Exercise objective: Transcribe every one of the items below verbatim, omitting the images from your answer.

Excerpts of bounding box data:
──────────
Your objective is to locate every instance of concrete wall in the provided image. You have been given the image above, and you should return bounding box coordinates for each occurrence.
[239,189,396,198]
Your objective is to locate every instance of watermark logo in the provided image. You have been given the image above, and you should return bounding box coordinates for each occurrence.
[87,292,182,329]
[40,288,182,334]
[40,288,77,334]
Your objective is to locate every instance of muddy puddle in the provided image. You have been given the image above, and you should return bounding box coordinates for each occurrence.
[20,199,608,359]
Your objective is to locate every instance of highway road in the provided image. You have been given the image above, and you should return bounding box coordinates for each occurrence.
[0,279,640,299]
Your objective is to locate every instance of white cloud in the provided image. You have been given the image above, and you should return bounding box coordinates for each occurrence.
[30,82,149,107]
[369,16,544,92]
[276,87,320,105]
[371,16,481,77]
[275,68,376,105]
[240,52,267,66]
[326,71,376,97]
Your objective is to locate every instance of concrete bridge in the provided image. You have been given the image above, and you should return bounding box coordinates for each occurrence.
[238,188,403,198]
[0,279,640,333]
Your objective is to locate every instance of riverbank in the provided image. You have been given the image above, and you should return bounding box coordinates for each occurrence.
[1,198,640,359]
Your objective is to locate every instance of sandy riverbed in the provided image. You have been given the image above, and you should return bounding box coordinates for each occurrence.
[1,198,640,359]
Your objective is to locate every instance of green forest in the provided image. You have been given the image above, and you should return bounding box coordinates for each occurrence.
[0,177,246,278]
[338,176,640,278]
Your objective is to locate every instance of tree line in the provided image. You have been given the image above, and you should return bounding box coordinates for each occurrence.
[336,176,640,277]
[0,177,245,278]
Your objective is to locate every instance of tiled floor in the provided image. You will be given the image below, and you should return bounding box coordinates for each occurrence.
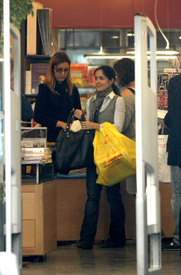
[22,243,181,275]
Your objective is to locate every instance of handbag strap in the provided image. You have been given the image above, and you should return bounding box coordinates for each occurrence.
[66,110,86,131]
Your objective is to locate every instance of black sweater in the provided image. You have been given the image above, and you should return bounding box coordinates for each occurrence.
[34,81,81,142]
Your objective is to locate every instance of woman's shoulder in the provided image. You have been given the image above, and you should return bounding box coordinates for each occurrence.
[121,89,134,97]
[39,84,50,91]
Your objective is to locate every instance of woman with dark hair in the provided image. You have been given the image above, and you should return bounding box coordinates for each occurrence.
[77,66,125,249]
[34,52,81,142]
[114,58,136,194]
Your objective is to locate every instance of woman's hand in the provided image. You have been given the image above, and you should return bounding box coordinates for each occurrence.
[56,120,67,130]
[81,121,100,130]
[74,109,83,119]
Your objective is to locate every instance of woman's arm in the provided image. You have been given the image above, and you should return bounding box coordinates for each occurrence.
[34,84,67,129]
[113,97,125,132]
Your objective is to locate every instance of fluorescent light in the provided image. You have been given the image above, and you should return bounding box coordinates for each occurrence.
[84,53,135,59]
[126,51,178,56]
[111,35,119,39]
[84,53,177,61]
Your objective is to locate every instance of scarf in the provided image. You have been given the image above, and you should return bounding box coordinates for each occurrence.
[89,86,112,122]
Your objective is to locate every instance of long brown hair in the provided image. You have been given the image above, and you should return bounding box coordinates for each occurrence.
[43,52,74,95]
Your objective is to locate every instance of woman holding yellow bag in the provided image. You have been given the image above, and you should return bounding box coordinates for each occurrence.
[77,66,125,249]
[114,58,136,194]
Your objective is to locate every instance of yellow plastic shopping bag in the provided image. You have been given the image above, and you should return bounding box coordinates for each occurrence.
[93,122,136,186]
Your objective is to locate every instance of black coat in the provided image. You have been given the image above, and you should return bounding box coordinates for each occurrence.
[34,81,81,142]
[164,75,181,167]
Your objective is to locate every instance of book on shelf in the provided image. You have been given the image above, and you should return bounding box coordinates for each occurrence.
[30,63,48,95]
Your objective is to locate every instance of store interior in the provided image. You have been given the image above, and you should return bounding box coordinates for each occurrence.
[0,0,181,275]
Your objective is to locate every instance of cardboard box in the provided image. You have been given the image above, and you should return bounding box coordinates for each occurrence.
[21,127,47,148]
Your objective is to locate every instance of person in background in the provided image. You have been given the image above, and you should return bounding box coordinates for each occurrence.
[113,58,136,194]
[21,95,34,122]
[34,52,81,142]
[77,66,125,249]
[163,48,181,250]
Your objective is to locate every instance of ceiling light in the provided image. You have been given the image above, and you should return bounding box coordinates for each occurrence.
[126,50,178,55]
[111,35,119,39]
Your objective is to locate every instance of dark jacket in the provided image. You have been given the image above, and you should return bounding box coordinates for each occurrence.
[164,75,181,167]
[34,81,81,142]
[21,96,33,122]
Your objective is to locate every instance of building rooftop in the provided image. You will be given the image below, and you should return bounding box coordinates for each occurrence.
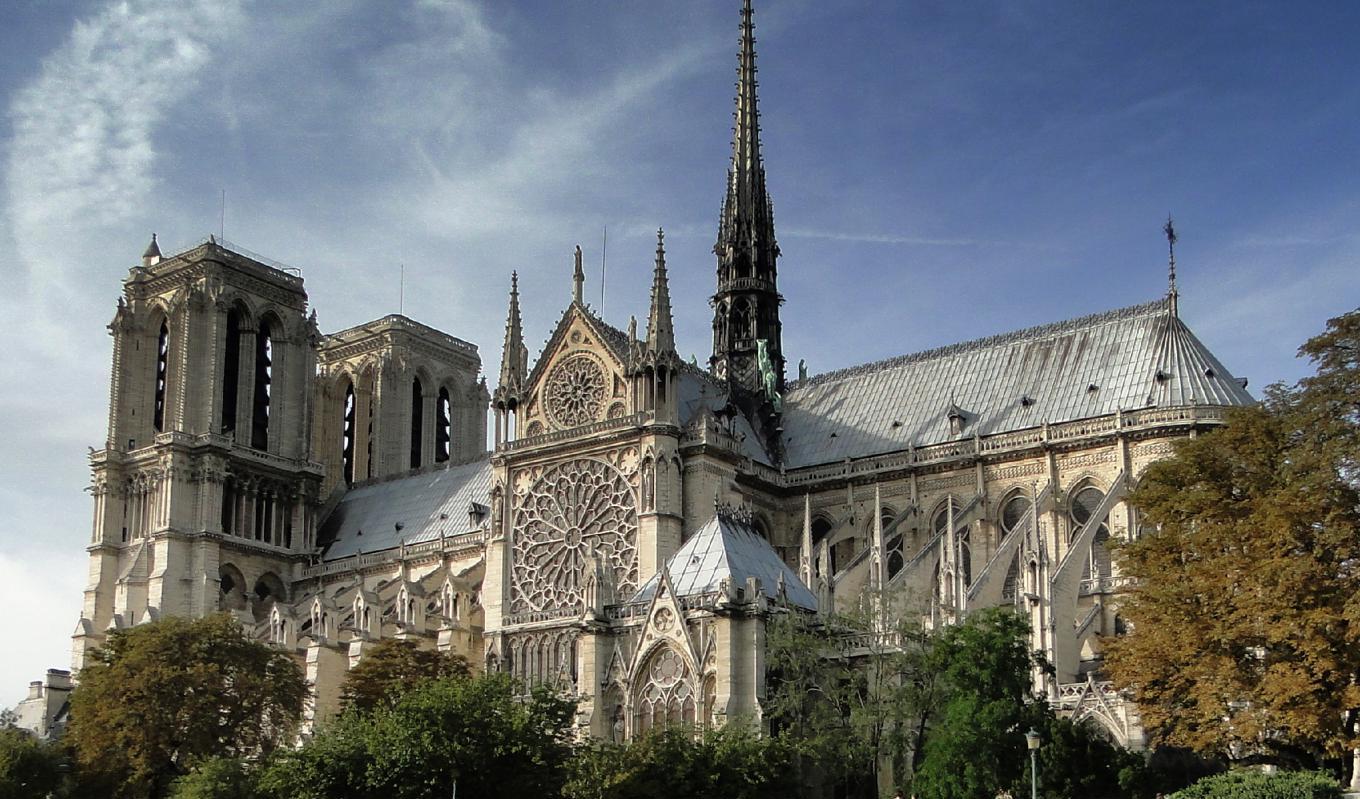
[783,299,1255,469]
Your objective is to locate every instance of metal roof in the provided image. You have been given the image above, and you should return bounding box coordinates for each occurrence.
[783,299,1255,467]
[320,458,491,560]
[630,512,817,610]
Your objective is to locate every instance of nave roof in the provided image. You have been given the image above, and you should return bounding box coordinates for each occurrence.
[783,299,1254,469]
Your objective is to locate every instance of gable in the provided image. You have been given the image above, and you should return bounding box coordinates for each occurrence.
[520,304,632,436]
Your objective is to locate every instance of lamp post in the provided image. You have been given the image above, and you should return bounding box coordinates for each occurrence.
[1024,727,1039,799]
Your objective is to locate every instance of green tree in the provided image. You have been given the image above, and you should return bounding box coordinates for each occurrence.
[67,614,306,799]
[0,727,63,799]
[562,723,798,799]
[913,607,1050,799]
[260,674,575,799]
[170,757,260,799]
[1107,311,1360,768]
[340,639,468,712]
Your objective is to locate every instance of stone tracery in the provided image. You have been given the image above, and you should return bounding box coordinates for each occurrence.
[511,458,638,613]
[544,352,608,428]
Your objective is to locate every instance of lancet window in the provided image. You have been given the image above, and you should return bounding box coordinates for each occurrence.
[434,386,453,463]
[634,647,698,735]
[152,319,170,432]
[250,321,273,450]
[411,378,424,469]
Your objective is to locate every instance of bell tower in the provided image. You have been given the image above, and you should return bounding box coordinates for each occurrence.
[709,0,785,404]
[73,236,322,669]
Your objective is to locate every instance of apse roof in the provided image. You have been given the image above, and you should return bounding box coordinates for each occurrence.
[631,512,817,610]
[782,299,1254,467]
[320,458,491,560]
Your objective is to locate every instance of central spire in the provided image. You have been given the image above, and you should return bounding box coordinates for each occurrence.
[709,0,783,412]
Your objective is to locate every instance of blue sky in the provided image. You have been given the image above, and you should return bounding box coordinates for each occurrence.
[0,0,1360,705]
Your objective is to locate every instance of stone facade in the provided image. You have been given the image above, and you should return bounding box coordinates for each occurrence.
[73,3,1251,746]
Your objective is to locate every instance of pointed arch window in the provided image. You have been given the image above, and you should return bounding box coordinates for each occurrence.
[250,321,273,450]
[219,308,241,432]
[932,497,972,588]
[340,380,356,485]
[434,386,453,463]
[411,378,424,469]
[152,319,170,432]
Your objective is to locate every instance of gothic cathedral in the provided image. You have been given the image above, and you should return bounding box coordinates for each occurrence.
[73,0,1253,747]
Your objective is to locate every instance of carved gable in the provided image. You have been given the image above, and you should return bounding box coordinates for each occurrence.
[524,306,630,436]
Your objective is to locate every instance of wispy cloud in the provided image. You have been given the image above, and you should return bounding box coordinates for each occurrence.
[5,0,241,296]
──────────
Response for this exercise:
Your objective is to locate every instance of concrete wall in the provided image. You have been given the image above, and you should return bounding box coordinates for each occurrence.
[239,189,396,198]
Your objective is to locate every instance of watermark logo in the provided image. You have been given the image above, and you should return bounding box coordinates for each occurrence.
[87,292,182,329]
[40,288,182,334]
[40,288,77,334]
Your objective is to locate every instance of muddy puddle in the provided image. You have been given the image above, and you should return bounding box coordinates for each occurrence.
[20,199,608,359]
Your objective is to locate every instance of highway road in the provided image. You have been given the image above, and you should return bounding box coordinates for each occurrence.
[0,279,640,299]
Your objective is to locate every instance of white cloud in the provided image. You have been given the image above, and you should return bounding box coordinates for each occurrence.
[30,82,149,107]
[369,16,544,92]
[276,87,320,105]
[371,16,481,77]
[275,68,376,105]
[240,52,267,66]
[326,71,376,97]
Your objective is to locate every instance of concrete bridge in the provided image. You have been given the image above, and you should return bounding box coordinates for each occurrence.
[238,188,403,198]
[0,279,640,333]
Your objective is to locate every instance of riverbank in the provided image. You have been given the image above, and you should return bounding box coordinates for each occurrence.
[1,198,640,359]
Your objective is to locate every instance of sandy riverbed in the provided image. You have been given the image above, and you should return bounding box coordinates for each occurrence.
[1,198,640,359]
Your objective is to locate every instance of green forest in the provided image. You have been given the image above, and you should return bounding box coordinates for each occurrence.
[0,177,246,278]
[338,176,640,278]
Your objective is to locate every instance of tree line in the provided image. You have been given the image above, and you should return bounding box coordinates for each occurrence.
[336,176,640,277]
[0,177,245,278]
Your objective is to locate every instance of tiled floor in the provided image. You will be given the image below, and you should return bounding box coordinates for each occurrence.
[22,243,181,275]
Your objective is to locate every instance of handbag strap in the provided image. You have been given the image above, and you should return bounding box coordinates for each occurrence.
[66,110,86,131]
Your objective is to locate every instance of black sweater in the provided image. You have been given the image above, and you should return bounding box coordinates for each occurrence.
[34,81,81,142]
Your objective is to locate every instance of woman's shoulder in the provided image. You have been given the image above, and you should return bounding box coordinates for each occurrence.
[121,89,134,97]
[39,84,50,91]
Your objective is to locate every instance of woman with dark hair in the provided image. You have been given the image above, and you should return bounding box coordinates for each occurrence.
[77,66,125,249]
[34,52,81,142]
[114,58,136,194]
Your objective is to locate every instance of woman's hand in the provided image. You have been given the image above, and you should return bounding box coordinates for each occurrence.
[56,120,67,130]
[81,121,100,130]
[74,109,83,119]
Your objective is to locate every instance of woman's arm in the provided image. You have been given the image above, and you should return bounding box coordinates for each occurrence.
[34,84,67,129]
[113,97,125,132]
Your objective is to locate every instance of fluorescent light in the provided image. You have been given the image above, and you should return bounding box coordinates for each occurrence.
[84,53,135,59]
[126,51,178,56]
[111,35,119,39]
[84,53,177,61]
Your objective is to locate every instance of scarf in the provided image. You have been given the image above, and you should return bounding box coordinates for each occurrence.
[89,86,112,122]
Your objective is to locate every instance of long brown hair in the provided image. You have been given the image above, and you should return bounding box coordinates for each occurrence.
[43,52,74,95]
Your objective is to locate every instance of woman holding yellow bag in the provided image. You have been given the image above, and you should return bounding box coordinates for each occurrence.
[77,66,125,249]
[114,58,136,194]
Your objective is to locate every instance of yellow plastic shopping bag in the provided image. You have been given the image above, and you should return bounding box coordinates for each occurrence.
[93,122,136,186]
Your objective is to locate every instance of black coat in the provided image. You have been given the image above, and you should return bounding box coordinates for each occurrence.
[34,81,81,142]
[164,75,181,167]
Your objective is to locate every instance of book on shelf in the provided image. You have been given the image above, and you should return bounding box coordinates for each occurrence.
[30,63,48,95]
Your objective is to locate every instance of store interior in the provided image. You have been given the image above, and you should return bounding box coordinates for each occurrence.
[0,0,181,275]
Your objective is to locate every instance of cardboard box in the provided image. You have been given the image above, and you should return bounding box coordinates for each occurrence.
[21,127,47,148]
Your objective is to locate every instance of person in background in the provided image. You have been given the image above, and you should return bounding box coordinates for each occurrence.
[113,58,136,194]
[21,95,34,122]
[34,52,81,142]
[77,66,125,249]
[163,48,181,250]
Your objective is to locate every instance of ceiling light in the provided image. You have been given the image above, and you should return bounding box coordinates for each occurrence.
[126,50,178,55]
[111,35,119,39]
Your objective is to locate every instance of dark jacket in the provided image. You have been given the image above, and you should return bounding box coordinates for each occurrence.
[164,75,181,167]
[34,81,81,142]
[21,96,33,122]
Your objective is to locate every instance of building rooftop in the provided image. You will be given the image below, and you should return bounding box coordinates for each occurrence.
[783,299,1255,469]
Your objective is to locate every instance of metal roof in the provided image. You have been given the image above, and you should return bounding box coordinates for each occurrence.
[783,299,1255,467]
[320,458,491,560]
[630,512,817,610]
Your objective is to locate every instance of nave roof in the provided image. You have been given the image above, and you should return bounding box coordinates for each occurrence.
[783,299,1254,469]
Your objective is to locate every instance of gable in the provided image. You have been given the image above, and you should return bounding box coordinates for each occurrence.
[520,304,632,436]
Your objective is to locate every instance of lamp post in the provided image. You have been given the image above, and you should return bounding box coordinates for each occurrence.
[1024,727,1039,799]
Your objective is to locate every instance of green tree in the provided image. You have been given the image above, and you should return bounding box coordinates for each occurrence.
[67,614,306,799]
[0,727,63,799]
[562,723,798,799]
[913,607,1050,799]
[260,674,575,799]
[170,757,260,799]
[1107,311,1360,768]
[340,639,468,712]
Your objective is to locate every instance of stone tracery in the provided image. You have been given the image above, and you should return bounding box coordinates for each occurrence.
[511,458,638,613]
[544,352,608,428]
Your objective is to locate every instance of lancet window in the provided image. You have been given the image above, and you should return bounding box coordinates for each occurrence.
[434,386,453,463]
[634,647,698,735]
[152,319,170,432]
[250,321,273,450]
[411,378,424,469]
Your objective is to locate every instance of bell tower in the provided image. You have been given the image above, and you should return bounding box coordinates for each occurrence.
[709,0,785,404]
[73,236,322,669]
Your objective is to locate every instance of apse roof in the provided image. You have been given the image above, and you should return bounding box coordinates for each occurrence.
[631,512,817,610]
[782,299,1254,467]
[320,458,491,560]
Your objective is to locate every instance of central spire in the provided image. You have been given the image above, and you should return bounding box coordinates for each occurrence.
[709,0,783,412]
Your objective is to locate every instance of blue sky in the provided image. You have been given the image above, and you should return bounding box coordinates for each occurrence.
[0,0,1360,705]
Your objective is to locate every instance of stone facade in the provided image. You have been given the image above, and you should return bounding box coordinates for each occurrence.
[73,3,1251,746]
Your objective is to locate every instance of pointed arch window in the provided image. You have been given the image above, and you should return bounding box coordinates for each occurrence.
[250,321,273,450]
[219,308,241,432]
[932,497,972,588]
[340,380,356,485]
[434,386,453,463]
[411,378,424,469]
[152,319,170,432]
Your objective is to locate every instance of gothic cathedral in the provided image. You have been given the image above, and you should return bounding box coordinates for each occurrence.
[73,0,1253,747]
Your objective is to locate every instance of carved gable in the provided image. You have been given the image above, and you should return bounding box coordinates for each occurrence.
[524,306,630,436]
Your objective is to locate every instance of wispy cloud in the provided image. You have been given the image above, and you should return bounding box coordinates for each occurrence.
[5,0,241,296]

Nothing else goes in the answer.